## Begin Entries

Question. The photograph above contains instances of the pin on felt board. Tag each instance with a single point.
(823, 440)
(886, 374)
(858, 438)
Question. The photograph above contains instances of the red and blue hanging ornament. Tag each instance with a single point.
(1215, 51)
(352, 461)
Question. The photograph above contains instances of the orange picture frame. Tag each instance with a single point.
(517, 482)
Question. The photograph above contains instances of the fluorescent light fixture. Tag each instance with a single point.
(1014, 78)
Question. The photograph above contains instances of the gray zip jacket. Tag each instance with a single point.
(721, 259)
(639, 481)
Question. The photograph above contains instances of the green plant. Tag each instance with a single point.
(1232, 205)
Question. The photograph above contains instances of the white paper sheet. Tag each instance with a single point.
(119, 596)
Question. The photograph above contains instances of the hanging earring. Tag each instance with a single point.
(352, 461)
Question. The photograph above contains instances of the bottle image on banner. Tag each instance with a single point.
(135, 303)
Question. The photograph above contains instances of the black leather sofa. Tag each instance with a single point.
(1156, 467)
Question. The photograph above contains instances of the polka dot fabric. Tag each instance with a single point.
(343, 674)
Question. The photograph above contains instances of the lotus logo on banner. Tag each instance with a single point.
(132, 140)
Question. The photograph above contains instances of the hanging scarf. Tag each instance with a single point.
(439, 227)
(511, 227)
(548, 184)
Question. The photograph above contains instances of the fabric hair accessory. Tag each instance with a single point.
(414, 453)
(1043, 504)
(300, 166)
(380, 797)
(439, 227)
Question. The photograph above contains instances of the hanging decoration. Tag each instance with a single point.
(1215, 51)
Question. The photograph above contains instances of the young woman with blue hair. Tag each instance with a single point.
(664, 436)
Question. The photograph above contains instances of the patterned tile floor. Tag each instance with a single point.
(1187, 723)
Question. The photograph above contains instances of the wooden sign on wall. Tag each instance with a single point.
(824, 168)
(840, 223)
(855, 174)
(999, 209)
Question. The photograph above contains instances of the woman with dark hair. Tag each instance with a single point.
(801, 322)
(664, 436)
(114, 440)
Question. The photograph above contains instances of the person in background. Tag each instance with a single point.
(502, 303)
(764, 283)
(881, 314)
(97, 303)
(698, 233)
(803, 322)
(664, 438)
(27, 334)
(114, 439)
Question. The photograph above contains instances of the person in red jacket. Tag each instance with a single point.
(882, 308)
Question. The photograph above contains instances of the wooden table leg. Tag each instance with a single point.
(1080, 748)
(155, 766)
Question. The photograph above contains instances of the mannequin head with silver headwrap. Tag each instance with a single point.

## End Entries

**Task instructions**
Each record above must be given again exactly.

**Written solution**
Question. The photograph above contains instances of the pin on felt board. Tag each instance with a single point.
(823, 440)
(886, 374)
(858, 438)
Question. The photograph above contains instances of the red and blue hanging ornament. Tag each instance with a single point.
(1215, 51)
(352, 461)
Question. The photograph above contains instances of the orange picture frame. Tag each instance with a single point.
(517, 482)
Question. The photograph above contains instances of the fluorescent light fixture. Tag each instance with a single point.
(1014, 78)
Question. The photograph above contains instances of the gray zip jacket. Tag each instance with a single point.
(721, 259)
(639, 481)
Question. The photograph above contains instances of the green plant. Tag each instance with a single point.
(1232, 205)
Question. The photograph above contains instances of the white paper sheet. Tag each instance with a single point.
(119, 596)
Question. The photograph above contains instances of the hanging earring. Tag each instance with a single point.
(352, 461)
Question. The photograph above contains instances of the bottle image on banner. Tag each instance with a single point.
(135, 303)
Question. The photograph above contains instances of the black leather sofa. Tag each instance with a single point.
(1156, 467)
Question. The photograph above contains instances of the polka dot fabric. Tag each instance with a single point.
(343, 674)
Question. The photograph above contains instances of the lotus logo on banner. Tag each instance with a single point.
(132, 140)
Question. The photograph above contains instances of the hanging scarf. Tag each instance with a single point.
(439, 227)
(511, 227)
(548, 184)
Question. The photograph above contains instances of the fabric hair accessory. Tag each instance with a single point.
(414, 453)
(1043, 504)
(300, 166)
(380, 797)
(439, 227)
Question. The photograph above contains instances of the hanging decoration. Tag each instance with a single point.
(1215, 51)
Question. The photograph above contains instances of the young woman with blue hair. Tag each instance with a single point.
(664, 436)
Question. The photograph above contains instances of the patterned tile floor. Tag each instance with a single point.
(1187, 723)
Question. The photograph above contains instances of the wooden sign on wall. Tag each instance with a single point.
(824, 168)
(840, 223)
(855, 174)
(999, 209)
Question. The photograph above contains instances of the woman with dark hair. Tag each instance with a single point.
(801, 322)
(664, 436)
(114, 440)
Question. The photograph above contains instances of the person in background. Tag each instance with a single point.
(502, 303)
(764, 283)
(881, 314)
(97, 303)
(698, 233)
(803, 322)
(664, 438)
(27, 334)
(114, 439)
Question. The photograph above contains instances of the person in red jacket. Tag each instance with a single point.
(882, 308)
Question. The photograph above contains instances of the wooden table leg. Tag each instance with a single point.
(1080, 748)
(155, 766)
Question. The photograph above contains instances of the mannequin head with silver headwrap. Tag each instance with a single point.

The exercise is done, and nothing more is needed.